Put each line of the entries below into a Markdown table, leaving out blank lines. Use two columns: Row for the row number and Text for the line.
----
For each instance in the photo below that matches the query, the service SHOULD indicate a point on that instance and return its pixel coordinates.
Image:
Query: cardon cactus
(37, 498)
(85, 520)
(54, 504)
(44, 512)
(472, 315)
----
COMPLETED EXERCISE
| Row | Text |
|---|---|
| 1 | For each instance in the photo below that matches the query, the service SHOULD indicate a point on that instance and return its pixel coordinates. |
| 2 | Image: |
| 3 | Query: cardon cactus |
| 4 | (37, 498) |
| 5 | (85, 520) |
| 6 | (54, 504) |
| 7 | (44, 512) |
| 8 | (472, 315) |